Reproduce the data below word for word, keeping every line unchanged.

◆ ◆ ◆ ◆ ◆

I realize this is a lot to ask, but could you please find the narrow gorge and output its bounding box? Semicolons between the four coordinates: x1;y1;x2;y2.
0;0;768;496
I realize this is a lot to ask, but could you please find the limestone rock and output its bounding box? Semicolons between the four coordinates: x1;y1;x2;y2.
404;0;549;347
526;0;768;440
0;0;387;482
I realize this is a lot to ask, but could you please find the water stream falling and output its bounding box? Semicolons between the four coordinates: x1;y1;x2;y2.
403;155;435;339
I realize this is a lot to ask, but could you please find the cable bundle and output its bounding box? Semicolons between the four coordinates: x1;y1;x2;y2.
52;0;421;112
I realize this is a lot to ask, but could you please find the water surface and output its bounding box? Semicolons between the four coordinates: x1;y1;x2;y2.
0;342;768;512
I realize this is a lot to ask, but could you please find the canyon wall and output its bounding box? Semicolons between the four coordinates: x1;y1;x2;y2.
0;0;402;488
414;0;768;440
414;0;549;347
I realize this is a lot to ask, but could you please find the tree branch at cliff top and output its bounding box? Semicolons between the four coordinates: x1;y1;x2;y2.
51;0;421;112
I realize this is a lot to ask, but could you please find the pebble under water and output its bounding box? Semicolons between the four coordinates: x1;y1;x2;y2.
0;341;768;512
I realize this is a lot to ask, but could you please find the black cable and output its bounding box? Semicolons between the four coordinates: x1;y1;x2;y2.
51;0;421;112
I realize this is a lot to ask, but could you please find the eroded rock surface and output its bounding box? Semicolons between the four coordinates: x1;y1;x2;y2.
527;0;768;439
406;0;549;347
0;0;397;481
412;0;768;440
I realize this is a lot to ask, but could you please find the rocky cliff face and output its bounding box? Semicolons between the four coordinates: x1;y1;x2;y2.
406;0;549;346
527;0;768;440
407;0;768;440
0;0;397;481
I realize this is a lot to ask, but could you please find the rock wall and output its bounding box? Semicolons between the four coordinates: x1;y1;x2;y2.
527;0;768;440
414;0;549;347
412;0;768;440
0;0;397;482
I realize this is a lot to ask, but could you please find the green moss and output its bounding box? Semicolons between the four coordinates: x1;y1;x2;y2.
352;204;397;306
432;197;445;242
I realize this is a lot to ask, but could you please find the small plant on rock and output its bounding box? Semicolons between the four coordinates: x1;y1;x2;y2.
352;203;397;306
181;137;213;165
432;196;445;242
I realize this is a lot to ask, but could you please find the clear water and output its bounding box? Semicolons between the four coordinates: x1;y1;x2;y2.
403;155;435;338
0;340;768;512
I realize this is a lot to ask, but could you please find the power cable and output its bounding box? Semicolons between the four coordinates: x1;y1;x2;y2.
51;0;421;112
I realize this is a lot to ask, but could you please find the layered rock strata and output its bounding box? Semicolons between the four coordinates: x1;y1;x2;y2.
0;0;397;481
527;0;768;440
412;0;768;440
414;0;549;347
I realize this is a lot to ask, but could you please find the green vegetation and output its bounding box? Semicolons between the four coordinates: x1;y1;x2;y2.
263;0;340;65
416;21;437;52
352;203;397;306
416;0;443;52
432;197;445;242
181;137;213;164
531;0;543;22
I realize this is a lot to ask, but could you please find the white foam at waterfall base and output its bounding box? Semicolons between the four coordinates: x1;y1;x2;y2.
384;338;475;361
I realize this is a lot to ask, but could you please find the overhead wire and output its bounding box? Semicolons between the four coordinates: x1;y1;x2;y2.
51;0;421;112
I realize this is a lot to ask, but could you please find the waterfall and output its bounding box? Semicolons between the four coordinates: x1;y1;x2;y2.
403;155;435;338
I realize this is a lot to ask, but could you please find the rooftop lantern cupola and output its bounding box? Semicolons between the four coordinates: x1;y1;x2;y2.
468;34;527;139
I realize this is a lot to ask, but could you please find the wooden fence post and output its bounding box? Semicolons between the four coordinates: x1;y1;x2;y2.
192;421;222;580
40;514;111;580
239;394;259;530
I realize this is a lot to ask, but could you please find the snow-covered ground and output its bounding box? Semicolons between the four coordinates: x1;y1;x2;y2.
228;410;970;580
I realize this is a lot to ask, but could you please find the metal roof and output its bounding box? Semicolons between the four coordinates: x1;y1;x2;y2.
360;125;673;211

◆ ◆ ◆ ◆ ◆

#### SOLUTION BELOW
I realize this is a lot to ask, but could you please find the narrow gorge and output its bounding box? Semicolons between the four coordinates: x1;y1;x2;y2.
0;0;768;496
I realize this is a lot to ask, but could you please find the limestone rock and output its bounding box? Semicolons between the four coordinates: x1;y1;x2;y2.
404;0;549;347
526;0;768;440
0;0;387;482
I realize this is a lot to ask, but could you please find the water stream falling and output its bounding box? Semicolons between the four coordinates: x1;y1;x2;y2.
403;155;435;339
I realize this is a lot to ask, but could you please find the cable bundle and output its bounding box? Semicolons between the four coordinates: x1;y1;x2;y2.
52;0;421;112
I realize this is a lot to ask, but could you please find the water surface and output its bounding box? Semicolons between the four coordinates: x1;y1;x2;y2.
0;342;768;512
I realize this is a lot to ask, but could you please find the canyon wall and output its bounding box? Semicolons between the four coordinates: x1;y1;x2;y2.
0;0;402;488
414;0;768;440
414;0;549;347
I realize this is a lot to ask, but could you please find the tree branch at cliff top and output its bounding box? Semicolons between the four coordinates: x1;y1;x2;y2.
51;0;421;112
I realize this is a lot to ask, but could you please find the pebble under water and output its bounding box? Semicolons between the four coordinates: x1;y1;x2;y2.
0;341;768;512
I realize this is a lot to ask, but could you please find the black cable and output its bounding box? Semicolons between the four coordinates: x1;y1;x2;y2.
51;0;421;112
I realize this is a lot to ask, but could you please find the eroded rock surface and output its bounding box? Semicolons between the four coordinates: x1;y1;x2;y2.
527;0;768;439
406;0;549;347
0;0;397;481
412;0;768;440
I realize this is a lot to ask, but could you please find the rocky cliff face and output its bounding box? Semicolons between the four coordinates: x1;y1;x2;y2.
406;0;549;346
527;0;768;440
407;0;768;440
0;0;397;481
I realize this is a lot to ask, but could you please find the rock wall and output its bounding box? Semicolons between the four coordinates: x1;y1;x2;y2.
527;0;768;440
414;0;549;347
412;0;768;440
0;0;397;482
I realize this is a lot to ask, but could you please find the green moss and output its bounding box? Semicolons between the four coordinates: x1;y1;x2;y2.
352;204;397;306
432;197;445;242
I realize this is a lot to ask, but could you please find the small plant on rock and output its bounding box? Semicolons between the four coordinates: x1;y1;x2;y2.
352;203;397;306
181;137;213;165
432;196;445;242
I realize this is a lot to ask, but could you please find the clear water and output its bounding box? Semicolons between the four coordinates: x1;y1;x2;y2.
403;155;435;338
0;340;768;512
I realize this is a lot to ask, but could you please find the power cable and output its bounding box? Semicolons between the four coordinates: x1;y1;x2;y2.
51;0;421;112
I realize this is a lot to ask, but could you please find the layered rock strata and output its bounding box? Semicolons between the four coordinates: x1;y1;x2;y2.
0;0;397;481
527;0;768;440
412;0;768;440
414;0;549;347
I realize this is a lot to ask, but could you please find the green vegetation and output its bounding box? Semicolons between the four coordinates: x1;y1;x2;y2.
263;0;340;65
416;21;437;52
352;203;397;306
416;0;443;52
432;197;445;242
181;137;213;164
531;0;543;22
I realize this is a lot to ask, but could you please find the white foam at waterfall base and output its bounding box? Semicolons between the four coordinates: x1;y1;x2;y2.
384;338;475;361
I realize this is a lot to ask, but could you please find the overhead wire and output its bounding box? Semicolons between the four coordinates: x1;y1;x2;y2.
51;0;421;112
I realize this is a lot to ask, but could you please find the waterfall and output its bounding box? Semicolons between the four coordinates: x1;y1;x2;y2.
403;155;435;338
I realize this is a lot to ask, but could you please find the rooftop lantern cupola and output its bounding box? Semicolons between the four coordinates: x1;y1;x2;y2.
468;34;527;139
I realize this is a lot to ask, but could you please find the wooden fence post and output its bounding box? Semicolons between the four coordinates: x1;y1;x2;y2.
192;421;222;580
40;514;111;580
239;394;259;530
I realize this is a lot to ask, but could you please find the snow-covered ground and output its bounding box? Semicolons between the four coordinates: x1;y1;x2;y2.
228;410;970;580
I realize this is a lot to ask, but could you please find the metal roof and output its bounding box? Semicolons between the four coordinates: x1;y1;x2;y2.
360;125;673;211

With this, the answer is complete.